▸ EXERCISE DIRECTIONS
Transcribe, leaving out every picture, the lines that run from the start of the listing below through the line with "Camera-trap review: tag the bronze".

———

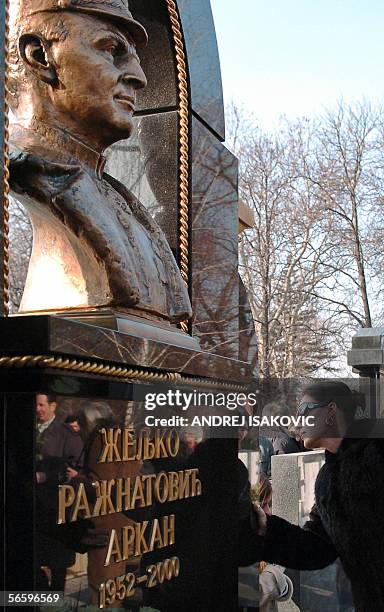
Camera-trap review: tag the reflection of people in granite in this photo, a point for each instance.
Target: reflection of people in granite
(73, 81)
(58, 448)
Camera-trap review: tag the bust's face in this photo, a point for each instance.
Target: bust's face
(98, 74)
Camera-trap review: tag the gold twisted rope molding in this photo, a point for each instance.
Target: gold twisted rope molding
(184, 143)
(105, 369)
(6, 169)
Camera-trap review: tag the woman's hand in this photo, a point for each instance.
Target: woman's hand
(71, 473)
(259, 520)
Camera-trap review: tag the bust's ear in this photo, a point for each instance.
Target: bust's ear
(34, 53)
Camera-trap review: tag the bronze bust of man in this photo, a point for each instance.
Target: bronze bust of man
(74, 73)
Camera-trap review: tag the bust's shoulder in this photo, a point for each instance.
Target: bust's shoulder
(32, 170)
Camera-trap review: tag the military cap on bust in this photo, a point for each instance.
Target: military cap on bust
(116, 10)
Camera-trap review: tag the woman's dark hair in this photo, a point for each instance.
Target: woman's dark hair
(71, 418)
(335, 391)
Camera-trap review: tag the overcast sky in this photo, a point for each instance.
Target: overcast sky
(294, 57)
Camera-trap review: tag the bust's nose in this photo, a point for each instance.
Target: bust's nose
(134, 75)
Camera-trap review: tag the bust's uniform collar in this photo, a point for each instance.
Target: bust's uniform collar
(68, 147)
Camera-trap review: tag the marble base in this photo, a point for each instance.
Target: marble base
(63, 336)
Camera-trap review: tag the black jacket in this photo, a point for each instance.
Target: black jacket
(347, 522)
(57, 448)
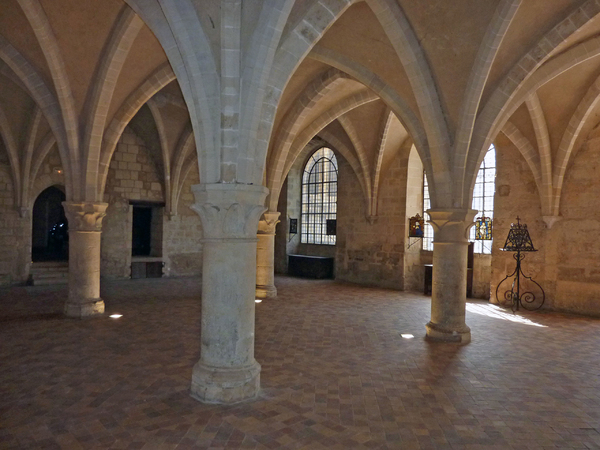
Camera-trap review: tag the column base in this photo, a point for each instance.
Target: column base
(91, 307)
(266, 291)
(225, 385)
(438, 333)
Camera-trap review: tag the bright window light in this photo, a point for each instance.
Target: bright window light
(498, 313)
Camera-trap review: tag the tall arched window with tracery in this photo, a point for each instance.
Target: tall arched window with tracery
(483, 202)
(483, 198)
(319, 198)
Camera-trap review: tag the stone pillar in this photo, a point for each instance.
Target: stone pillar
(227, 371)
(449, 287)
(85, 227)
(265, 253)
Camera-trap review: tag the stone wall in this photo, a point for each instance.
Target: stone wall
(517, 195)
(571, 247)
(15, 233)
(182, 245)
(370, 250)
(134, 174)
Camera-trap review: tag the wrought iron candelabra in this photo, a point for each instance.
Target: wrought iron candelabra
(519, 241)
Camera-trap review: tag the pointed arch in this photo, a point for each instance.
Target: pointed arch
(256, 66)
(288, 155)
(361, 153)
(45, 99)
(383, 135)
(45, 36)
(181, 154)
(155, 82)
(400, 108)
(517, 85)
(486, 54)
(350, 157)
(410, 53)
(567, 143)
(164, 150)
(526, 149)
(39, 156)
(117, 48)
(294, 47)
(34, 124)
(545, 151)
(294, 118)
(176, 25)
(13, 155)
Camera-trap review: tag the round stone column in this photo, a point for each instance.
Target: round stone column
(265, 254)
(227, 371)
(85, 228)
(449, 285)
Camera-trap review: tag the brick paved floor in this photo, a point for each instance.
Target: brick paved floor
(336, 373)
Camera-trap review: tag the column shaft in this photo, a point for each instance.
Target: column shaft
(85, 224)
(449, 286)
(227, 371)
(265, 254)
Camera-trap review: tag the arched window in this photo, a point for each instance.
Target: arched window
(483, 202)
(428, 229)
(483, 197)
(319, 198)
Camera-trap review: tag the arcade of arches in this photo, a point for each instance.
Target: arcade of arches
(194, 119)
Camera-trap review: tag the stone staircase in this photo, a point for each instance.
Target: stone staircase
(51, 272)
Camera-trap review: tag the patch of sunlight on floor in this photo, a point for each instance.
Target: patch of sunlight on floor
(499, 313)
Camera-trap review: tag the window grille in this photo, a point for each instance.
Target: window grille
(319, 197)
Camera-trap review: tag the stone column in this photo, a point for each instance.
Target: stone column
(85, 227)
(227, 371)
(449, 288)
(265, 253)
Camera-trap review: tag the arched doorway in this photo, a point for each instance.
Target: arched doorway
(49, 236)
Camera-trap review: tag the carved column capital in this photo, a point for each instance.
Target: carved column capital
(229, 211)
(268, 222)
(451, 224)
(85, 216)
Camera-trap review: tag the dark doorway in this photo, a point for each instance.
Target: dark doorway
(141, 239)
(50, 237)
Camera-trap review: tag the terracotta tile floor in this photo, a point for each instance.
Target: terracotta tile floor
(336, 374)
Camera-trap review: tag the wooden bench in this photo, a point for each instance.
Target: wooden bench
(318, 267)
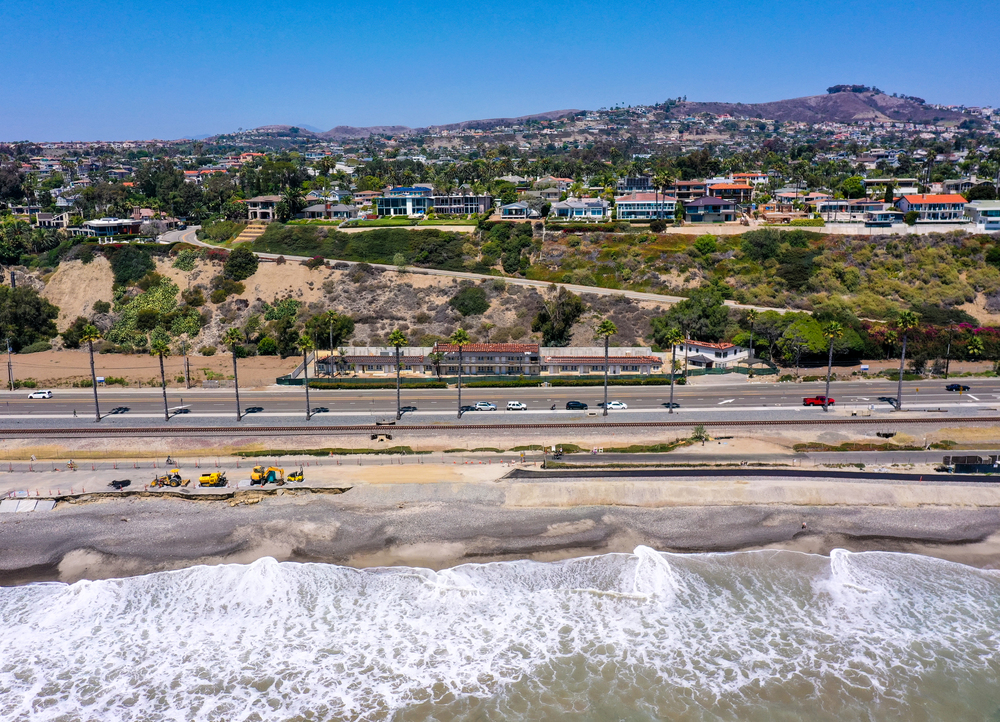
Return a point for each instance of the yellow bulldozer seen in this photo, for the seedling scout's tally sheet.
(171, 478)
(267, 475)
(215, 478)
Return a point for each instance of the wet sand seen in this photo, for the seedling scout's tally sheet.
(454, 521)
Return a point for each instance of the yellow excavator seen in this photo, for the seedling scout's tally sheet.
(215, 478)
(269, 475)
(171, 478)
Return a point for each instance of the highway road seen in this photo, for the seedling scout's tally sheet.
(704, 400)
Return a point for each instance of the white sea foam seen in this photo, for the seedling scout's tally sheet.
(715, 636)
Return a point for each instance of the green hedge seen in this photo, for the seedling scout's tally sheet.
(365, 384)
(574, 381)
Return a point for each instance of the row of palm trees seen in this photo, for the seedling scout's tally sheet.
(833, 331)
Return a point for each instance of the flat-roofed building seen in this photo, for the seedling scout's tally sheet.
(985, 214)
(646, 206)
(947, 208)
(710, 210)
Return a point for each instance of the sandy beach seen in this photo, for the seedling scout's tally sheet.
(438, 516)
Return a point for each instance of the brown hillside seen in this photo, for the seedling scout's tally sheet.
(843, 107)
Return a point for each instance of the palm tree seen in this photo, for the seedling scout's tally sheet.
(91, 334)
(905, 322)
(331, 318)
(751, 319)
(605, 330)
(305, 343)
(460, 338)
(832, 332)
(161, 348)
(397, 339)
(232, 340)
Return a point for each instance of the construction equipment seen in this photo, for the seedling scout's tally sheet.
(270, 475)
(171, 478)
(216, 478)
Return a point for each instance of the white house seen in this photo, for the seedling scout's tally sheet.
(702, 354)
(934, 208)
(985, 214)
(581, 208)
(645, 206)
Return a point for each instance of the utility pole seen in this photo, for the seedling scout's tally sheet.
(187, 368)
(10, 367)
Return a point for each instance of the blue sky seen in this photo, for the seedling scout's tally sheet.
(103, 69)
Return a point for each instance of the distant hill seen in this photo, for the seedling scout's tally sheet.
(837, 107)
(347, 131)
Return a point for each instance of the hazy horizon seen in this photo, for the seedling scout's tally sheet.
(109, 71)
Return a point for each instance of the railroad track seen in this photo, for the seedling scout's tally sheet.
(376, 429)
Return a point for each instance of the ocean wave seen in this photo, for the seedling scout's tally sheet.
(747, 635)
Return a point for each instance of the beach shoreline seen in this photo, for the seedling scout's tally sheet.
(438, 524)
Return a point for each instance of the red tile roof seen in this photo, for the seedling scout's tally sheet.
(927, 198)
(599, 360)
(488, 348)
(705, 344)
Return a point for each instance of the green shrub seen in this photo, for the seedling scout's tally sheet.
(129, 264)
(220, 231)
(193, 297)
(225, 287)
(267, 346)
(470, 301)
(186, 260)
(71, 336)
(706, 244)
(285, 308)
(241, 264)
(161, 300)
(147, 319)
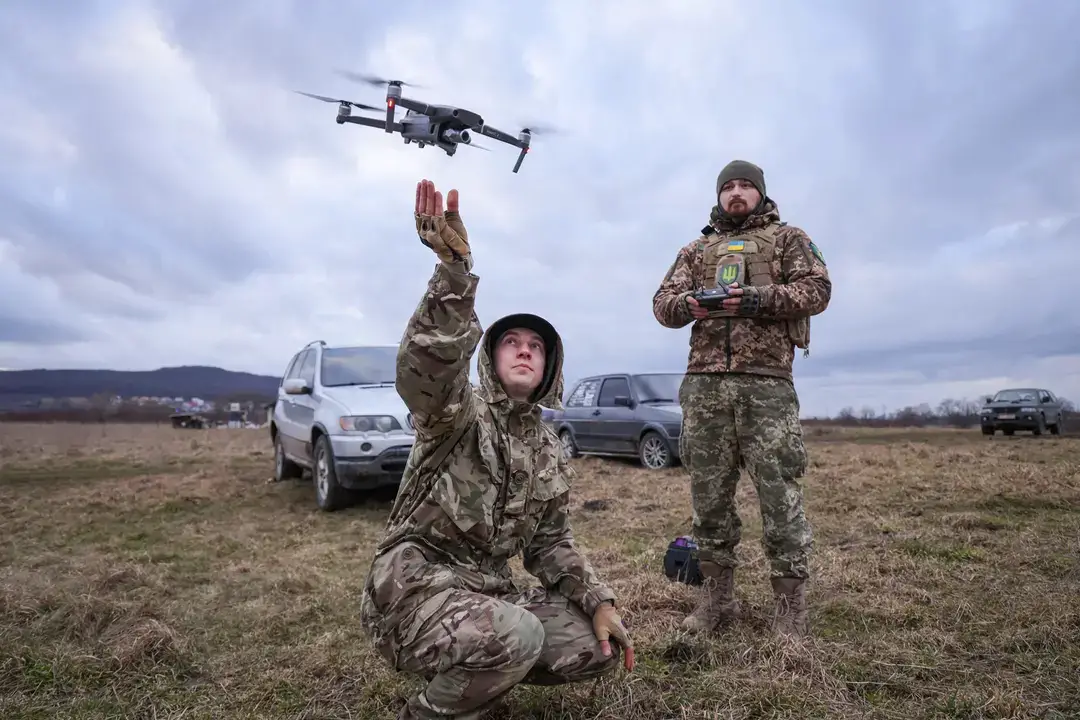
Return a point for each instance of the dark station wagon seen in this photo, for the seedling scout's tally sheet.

———

▸ WRITTEN REPLY
Camera-trap review: tag the reflection of people in granite in this photo, a point for each instance.
Target: reflection of people in granite
(73, 81)
(58, 448)
Camera-trap review: tag the bust's face in this photo, a point for each instance.
Target: bust's face
(98, 74)
Camera-trap review: tag the gold twisted rope molding in this photo, a point for each instance.
Target: gold twisted rope molding
(184, 143)
(105, 369)
(6, 169)
Camera-trap review: tag the woman's hand in this photo, a point for each instance.
Target: woman's hand
(71, 473)
(259, 520)
Camera-trap review: tag the bust's ear in this photo, a point for each instance.
Target: bust's ear
(34, 53)
Camera-trap review: tag the bronze bust of man in this photo, a point for each instance.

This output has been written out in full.